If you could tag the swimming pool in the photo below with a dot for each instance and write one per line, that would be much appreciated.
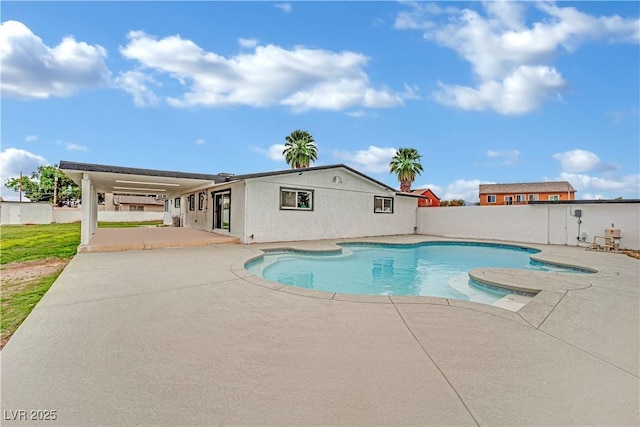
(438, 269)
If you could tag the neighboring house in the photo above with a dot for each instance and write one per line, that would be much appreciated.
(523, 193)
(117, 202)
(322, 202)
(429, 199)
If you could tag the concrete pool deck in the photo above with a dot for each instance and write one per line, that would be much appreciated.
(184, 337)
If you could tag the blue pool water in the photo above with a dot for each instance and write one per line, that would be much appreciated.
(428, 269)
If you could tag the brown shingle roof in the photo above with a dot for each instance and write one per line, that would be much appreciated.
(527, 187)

--

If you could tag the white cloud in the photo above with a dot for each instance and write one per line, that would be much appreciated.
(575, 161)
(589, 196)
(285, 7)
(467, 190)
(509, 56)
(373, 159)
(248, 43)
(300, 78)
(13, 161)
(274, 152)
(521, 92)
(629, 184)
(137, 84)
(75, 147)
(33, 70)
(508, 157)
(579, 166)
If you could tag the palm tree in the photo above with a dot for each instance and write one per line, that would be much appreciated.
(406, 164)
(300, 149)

--

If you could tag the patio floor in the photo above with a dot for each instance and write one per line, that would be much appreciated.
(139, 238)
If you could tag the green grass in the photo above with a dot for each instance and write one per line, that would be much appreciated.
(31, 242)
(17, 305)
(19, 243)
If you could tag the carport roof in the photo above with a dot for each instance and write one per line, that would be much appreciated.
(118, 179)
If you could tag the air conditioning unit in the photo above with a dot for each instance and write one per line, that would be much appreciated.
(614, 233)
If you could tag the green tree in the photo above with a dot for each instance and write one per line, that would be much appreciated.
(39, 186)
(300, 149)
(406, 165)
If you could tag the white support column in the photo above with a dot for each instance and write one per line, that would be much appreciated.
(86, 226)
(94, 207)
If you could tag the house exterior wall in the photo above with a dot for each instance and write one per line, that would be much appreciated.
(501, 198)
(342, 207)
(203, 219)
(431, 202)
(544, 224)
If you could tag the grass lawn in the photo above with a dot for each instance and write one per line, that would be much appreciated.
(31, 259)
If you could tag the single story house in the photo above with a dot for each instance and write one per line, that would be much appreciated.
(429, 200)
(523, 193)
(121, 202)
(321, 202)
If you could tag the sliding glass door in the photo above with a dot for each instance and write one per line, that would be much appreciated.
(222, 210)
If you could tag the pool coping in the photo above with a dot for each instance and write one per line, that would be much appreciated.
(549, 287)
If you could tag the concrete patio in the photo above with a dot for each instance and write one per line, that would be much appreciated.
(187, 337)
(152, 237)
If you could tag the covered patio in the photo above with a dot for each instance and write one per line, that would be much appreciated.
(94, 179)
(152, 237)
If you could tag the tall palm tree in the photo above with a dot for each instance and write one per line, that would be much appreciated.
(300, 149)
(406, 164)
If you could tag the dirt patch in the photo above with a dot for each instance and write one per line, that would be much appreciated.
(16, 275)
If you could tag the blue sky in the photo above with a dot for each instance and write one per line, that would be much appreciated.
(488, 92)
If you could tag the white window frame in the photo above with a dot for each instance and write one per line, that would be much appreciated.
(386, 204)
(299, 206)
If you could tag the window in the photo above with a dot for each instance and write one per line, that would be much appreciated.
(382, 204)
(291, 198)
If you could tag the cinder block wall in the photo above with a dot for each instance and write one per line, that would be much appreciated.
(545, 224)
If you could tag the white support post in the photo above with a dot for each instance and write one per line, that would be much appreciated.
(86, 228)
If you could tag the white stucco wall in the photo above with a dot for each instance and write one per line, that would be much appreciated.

** WHAT IS BEING ASKED **
Give back the records above exactly, limited to the lines between the one holding "If you could tag the white support post" and the one holding "If you could tag the white stucco", inclusive.

** ANSWER **
If you could tag the white support post in the photo above with a dot for each instance and write one per line, that would be much appreciated.
(86, 228)
If you could tag the white stucco wall in the photo above with a dot for each instance and write one per line, that would be much appreciated.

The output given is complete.